--- PROMPT ---
The records below should be written out again, exactly.

(Annotation dataset entries)
** START **

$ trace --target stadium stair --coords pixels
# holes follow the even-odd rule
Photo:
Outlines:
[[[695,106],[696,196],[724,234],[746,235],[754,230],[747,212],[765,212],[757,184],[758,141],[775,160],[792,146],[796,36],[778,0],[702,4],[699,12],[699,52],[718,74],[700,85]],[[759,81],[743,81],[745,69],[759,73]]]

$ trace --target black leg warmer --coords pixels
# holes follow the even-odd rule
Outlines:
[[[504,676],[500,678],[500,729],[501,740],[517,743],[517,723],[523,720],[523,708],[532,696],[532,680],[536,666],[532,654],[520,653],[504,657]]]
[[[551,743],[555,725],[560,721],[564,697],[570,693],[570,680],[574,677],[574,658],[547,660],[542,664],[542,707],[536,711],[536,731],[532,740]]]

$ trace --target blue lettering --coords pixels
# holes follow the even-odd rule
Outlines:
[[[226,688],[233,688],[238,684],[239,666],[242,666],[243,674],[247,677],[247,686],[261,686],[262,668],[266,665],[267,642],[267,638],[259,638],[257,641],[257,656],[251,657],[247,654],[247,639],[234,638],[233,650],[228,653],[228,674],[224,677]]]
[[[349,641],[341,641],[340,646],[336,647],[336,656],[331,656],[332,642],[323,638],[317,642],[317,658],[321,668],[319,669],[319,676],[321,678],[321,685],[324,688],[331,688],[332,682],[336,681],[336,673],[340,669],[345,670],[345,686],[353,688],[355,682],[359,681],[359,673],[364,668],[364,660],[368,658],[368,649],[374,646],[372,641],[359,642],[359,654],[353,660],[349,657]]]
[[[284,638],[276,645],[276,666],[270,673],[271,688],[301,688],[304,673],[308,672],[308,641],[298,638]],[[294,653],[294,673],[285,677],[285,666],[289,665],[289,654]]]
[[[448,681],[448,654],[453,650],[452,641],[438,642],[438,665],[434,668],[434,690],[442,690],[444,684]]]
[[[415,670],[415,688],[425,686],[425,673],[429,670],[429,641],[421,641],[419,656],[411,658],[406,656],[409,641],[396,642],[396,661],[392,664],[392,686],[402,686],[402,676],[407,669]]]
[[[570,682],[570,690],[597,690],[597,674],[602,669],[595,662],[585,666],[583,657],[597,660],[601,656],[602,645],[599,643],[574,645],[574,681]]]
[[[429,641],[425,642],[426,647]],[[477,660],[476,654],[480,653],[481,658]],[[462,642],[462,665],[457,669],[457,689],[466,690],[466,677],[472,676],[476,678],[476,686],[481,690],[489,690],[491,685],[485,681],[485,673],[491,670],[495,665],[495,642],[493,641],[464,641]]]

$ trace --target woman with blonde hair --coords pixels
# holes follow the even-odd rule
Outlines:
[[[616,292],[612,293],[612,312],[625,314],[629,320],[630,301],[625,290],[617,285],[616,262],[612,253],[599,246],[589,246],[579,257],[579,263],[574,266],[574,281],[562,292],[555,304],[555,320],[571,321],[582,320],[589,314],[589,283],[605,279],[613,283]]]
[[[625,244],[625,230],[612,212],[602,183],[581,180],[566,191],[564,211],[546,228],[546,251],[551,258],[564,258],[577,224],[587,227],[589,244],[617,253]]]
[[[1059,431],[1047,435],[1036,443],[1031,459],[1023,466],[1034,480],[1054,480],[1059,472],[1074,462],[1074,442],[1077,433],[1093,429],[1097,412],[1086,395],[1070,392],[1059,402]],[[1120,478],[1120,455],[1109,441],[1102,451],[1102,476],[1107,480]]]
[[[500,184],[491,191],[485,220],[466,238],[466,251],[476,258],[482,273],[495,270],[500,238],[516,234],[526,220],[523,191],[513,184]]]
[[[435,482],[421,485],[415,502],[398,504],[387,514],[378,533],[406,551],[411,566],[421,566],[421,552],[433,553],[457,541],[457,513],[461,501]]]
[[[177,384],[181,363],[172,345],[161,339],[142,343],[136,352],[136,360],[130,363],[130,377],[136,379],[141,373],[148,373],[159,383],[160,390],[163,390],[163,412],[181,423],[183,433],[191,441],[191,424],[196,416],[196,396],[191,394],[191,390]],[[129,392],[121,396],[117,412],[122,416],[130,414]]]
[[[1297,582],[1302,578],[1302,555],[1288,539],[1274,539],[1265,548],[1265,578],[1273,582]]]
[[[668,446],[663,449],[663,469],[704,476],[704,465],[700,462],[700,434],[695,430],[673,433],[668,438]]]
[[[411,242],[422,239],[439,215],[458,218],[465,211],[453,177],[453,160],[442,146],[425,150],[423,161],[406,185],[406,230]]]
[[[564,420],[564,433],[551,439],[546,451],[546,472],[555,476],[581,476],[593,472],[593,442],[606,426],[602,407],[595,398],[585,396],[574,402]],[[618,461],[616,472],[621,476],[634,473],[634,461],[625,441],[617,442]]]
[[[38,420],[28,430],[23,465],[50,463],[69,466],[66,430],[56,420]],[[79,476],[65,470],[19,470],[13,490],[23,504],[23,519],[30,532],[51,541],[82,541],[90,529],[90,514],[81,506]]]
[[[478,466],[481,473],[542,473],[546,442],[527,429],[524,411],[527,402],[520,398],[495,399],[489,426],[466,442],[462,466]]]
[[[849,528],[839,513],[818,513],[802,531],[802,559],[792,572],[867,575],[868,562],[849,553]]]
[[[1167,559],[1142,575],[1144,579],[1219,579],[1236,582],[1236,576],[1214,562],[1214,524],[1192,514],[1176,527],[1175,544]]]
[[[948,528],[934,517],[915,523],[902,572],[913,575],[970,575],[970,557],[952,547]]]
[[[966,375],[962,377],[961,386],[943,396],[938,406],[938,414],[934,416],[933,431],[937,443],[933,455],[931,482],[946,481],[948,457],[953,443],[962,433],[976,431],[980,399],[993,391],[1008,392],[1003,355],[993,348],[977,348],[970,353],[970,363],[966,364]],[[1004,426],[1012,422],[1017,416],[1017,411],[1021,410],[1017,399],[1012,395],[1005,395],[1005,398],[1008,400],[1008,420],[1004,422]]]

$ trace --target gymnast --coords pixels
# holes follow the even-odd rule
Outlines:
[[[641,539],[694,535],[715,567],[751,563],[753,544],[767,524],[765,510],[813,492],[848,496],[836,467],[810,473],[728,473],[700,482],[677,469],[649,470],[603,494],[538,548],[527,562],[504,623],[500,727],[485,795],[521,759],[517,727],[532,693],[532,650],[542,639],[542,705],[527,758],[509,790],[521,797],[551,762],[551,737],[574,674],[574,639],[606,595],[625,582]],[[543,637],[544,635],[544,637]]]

** END **

--- THE RESPONSE ---
$ trace --target stadium stair --coords pixels
# holes follow the even-odd rule
Photo:
Outlines:
[[[695,106],[696,196],[724,234],[746,235],[754,230],[747,212],[765,212],[757,184],[758,141],[775,160],[792,146],[796,36],[778,0],[702,4],[699,12],[699,52],[718,74],[700,85]],[[759,81],[743,81],[745,69],[759,73]]]

$ trace --target black leg warmer --coords pixels
# holes follow the even-odd rule
Outlines:
[[[504,676],[500,678],[500,729],[501,740],[517,743],[517,723],[523,720],[523,708],[532,696],[532,680],[536,666],[532,654],[520,653],[504,657]]]
[[[551,743],[555,725],[560,721],[564,697],[570,693],[570,680],[574,677],[574,658],[547,660],[542,664],[542,707],[536,711],[536,731],[532,740]]]

$ trace --target blue lettering --coords pixels
# holes follow the even-odd rule
Outlines:
[[[226,688],[233,688],[238,684],[239,666],[242,666],[243,674],[247,677],[247,686],[261,686],[262,668],[266,665],[267,642],[267,638],[259,638],[257,641],[257,656],[251,657],[247,654],[247,639],[234,638],[233,650],[228,653],[228,674],[224,677]]]
[[[349,641],[341,641],[340,646],[336,647],[336,656],[331,656],[332,642],[323,638],[317,642],[317,658],[321,668],[319,669],[319,676],[321,678],[321,685],[324,688],[331,688],[332,682],[336,681],[336,673],[340,669],[345,670],[345,686],[353,688],[355,682],[359,681],[359,673],[364,668],[364,660],[368,658],[368,649],[374,646],[372,641],[359,642],[359,654],[353,660],[349,657]]]
[[[284,638],[276,645],[276,666],[270,673],[271,688],[301,688],[304,673],[308,672],[308,641],[298,638]],[[294,653],[294,673],[285,677],[285,666],[289,665],[289,654]]]
[[[448,681],[448,654],[453,650],[452,641],[438,642],[438,665],[434,668],[434,690],[442,690],[444,684]]]
[[[415,670],[415,688],[425,686],[425,673],[429,670],[429,641],[421,641],[419,656],[411,658],[406,656],[409,641],[396,642],[396,661],[392,664],[392,686],[402,686],[402,676],[407,669]]]
[[[570,682],[570,690],[597,690],[597,674],[602,669],[595,662],[585,666],[583,657],[597,660],[601,656],[602,645],[599,643],[574,645],[574,681]]]
[[[429,641],[425,642],[426,647]],[[477,660],[476,654],[480,653],[481,658]],[[462,642],[462,665],[457,669],[457,689],[466,690],[466,677],[472,676],[476,678],[476,686],[481,690],[489,690],[491,685],[485,681],[485,673],[491,670],[495,665],[495,642],[493,641],[464,641]]]

$ trace --target woman with blonde hair --coords pixels
# holes follow the even-odd rule
Outlines:
[[[616,292],[612,293],[612,312],[625,314],[629,320],[630,301],[625,290],[617,285],[616,262],[612,253],[599,246],[589,246],[579,257],[579,263],[574,266],[574,281],[562,292],[555,304],[555,320],[571,321],[582,320],[589,314],[589,283],[605,279],[613,283]]]
[[[625,244],[625,230],[612,212],[602,183],[581,180],[566,191],[564,211],[546,228],[546,251],[551,258],[564,258],[577,224],[587,227],[589,244],[617,253]]]
[[[1059,431],[1047,435],[1036,443],[1031,459],[1023,466],[1034,480],[1054,480],[1059,472],[1074,462],[1074,442],[1077,433],[1093,429],[1097,412],[1086,395],[1070,392],[1059,402]],[[1120,478],[1120,455],[1109,441],[1102,451],[1102,476],[1107,480]]]
[[[500,184],[491,191],[485,220],[466,238],[466,251],[476,258],[482,273],[495,270],[500,238],[516,234],[526,220],[523,191],[513,184]]]
[[[435,482],[421,485],[415,502],[398,504],[387,514],[378,533],[406,551],[411,566],[421,566],[421,552],[433,553],[457,541],[457,513],[461,501]]]
[[[177,384],[181,363],[172,345],[161,339],[142,343],[136,352],[136,360],[130,363],[130,377],[136,379],[141,373],[148,373],[159,383],[160,390],[163,390],[163,412],[181,423],[183,433],[191,441],[191,424],[196,416],[196,396],[191,394],[191,390]],[[129,392],[121,396],[117,412],[122,416],[130,414]]]
[[[1297,582],[1302,578],[1302,555],[1288,539],[1274,539],[1265,548],[1265,578],[1273,582]]]
[[[668,446],[663,449],[663,469],[704,476],[704,465],[700,462],[700,434],[695,430],[673,433],[668,438]]]
[[[411,242],[422,239],[439,215],[458,218],[465,211],[453,177],[453,160],[442,146],[425,150],[423,161],[406,185],[406,230]]]
[[[564,420],[564,433],[551,439],[546,451],[546,472],[555,476],[581,476],[593,472],[593,442],[606,426],[602,407],[595,398],[585,396],[574,402]],[[618,461],[616,472],[621,476],[634,473],[634,461],[625,441],[617,442]]]
[[[38,420],[28,430],[23,465],[50,463],[69,466],[66,430],[56,420]],[[79,476],[65,470],[19,470],[13,490],[23,504],[23,519],[30,532],[51,541],[82,541],[90,529],[90,514],[81,506]]]
[[[478,466],[481,473],[542,473],[546,442],[527,429],[524,411],[527,402],[520,398],[495,399],[489,426],[466,442],[462,466]]]
[[[849,528],[839,513],[818,513],[802,531],[802,559],[792,572],[867,575],[868,562],[849,553]]]
[[[1167,559],[1142,575],[1144,579],[1219,579],[1236,582],[1236,576],[1214,562],[1214,524],[1192,514],[1176,527],[1175,544]]]
[[[948,528],[934,517],[915,523],[902,572],[913,575],[970,575],[970,557],[952,547]]]
[[[966,375],[962,377],[961,386],[943,396],[938,406],[938,414],[934,416],[933,431],[937,443],[933,455],[931,482],[946,481],[948,457],[953,443],[962,433],[976,431],[980,399],[993,391],[1008,392],[1003,355],[993,348],[977,348],[970,353],[970,363],[966,364]],[[1004,426],[1012,422],[1017,416],[1017,411],[1021,410],[1017,399],[1012,395],[1005,395],[1005,398],[1008,400],[1008,420],[1004,422]]]

$ trace --target gymnast --coords pixels
# holes follow the even-odd rule
Outlines:
[[[641,539],[694,535],[715,567],[751,563],[753,544],[767,524],[765,510],[813,492],[848,496],[836,467],[810,473],[728,473],[700,482],[677,469],[649,470],[603,494],[538,548],[527,562],[504,623],[500,727],[485,795],[521,759],[517,727],[532,693],[532,650],[542,639],[542,705],[527,758],[509,790],[521,797],[551,762],[551,737],[574,674],[574,639],[606,595],[625,582]],[[543,637],[544,635],[544,637]]]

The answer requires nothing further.